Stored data

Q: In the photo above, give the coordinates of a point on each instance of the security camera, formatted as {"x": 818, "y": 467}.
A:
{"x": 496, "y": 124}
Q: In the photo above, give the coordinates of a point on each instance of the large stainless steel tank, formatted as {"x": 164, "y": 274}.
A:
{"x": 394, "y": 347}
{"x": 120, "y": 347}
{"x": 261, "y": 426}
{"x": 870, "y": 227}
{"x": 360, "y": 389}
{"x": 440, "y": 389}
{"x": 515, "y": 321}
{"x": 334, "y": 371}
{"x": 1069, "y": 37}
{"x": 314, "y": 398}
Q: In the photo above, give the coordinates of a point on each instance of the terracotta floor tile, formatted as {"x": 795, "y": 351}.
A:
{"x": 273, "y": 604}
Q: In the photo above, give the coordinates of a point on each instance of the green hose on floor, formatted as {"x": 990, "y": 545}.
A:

- ABOUT THIS EXERCISE: Give the entries again exactly as they stand.

- TASK RESPONSE:
Q: In the photo above, give the coordinates of a point on each instance of the security camera, formatted as {"x": 818, "y": 467}.
A:
{"x": 496, "y": 124}
Q: In the photo above, give the coordinates of a point on each instance of the large stainless steel tank, formatted as {"x": 164, "y": 274}.
A:
{"x": 394, "y": 347}
{"x": 120, "y": 347}
{"x": 261, "y": 426}
{"x": 870, "y": 227}
{"x": 360, "y": 389}
{"x": 440, "y": 389}
{"x": 515, "y": 321}
{"x": 334, "y": 371}
{"x": 1069, "y": 37}
{"x": 314, "y": 398}
Q: In the photo above, give the coordinates of a point on each instance of the terracotta floor tile, formatted as {"x": 795, "y": 351}.
A:
{"x": 273, "y": 604}
Q: In the photo above, give the coordinates of a point on each instance of the green hose on floor, formatted as {"x": 990, "y": 545}.
A:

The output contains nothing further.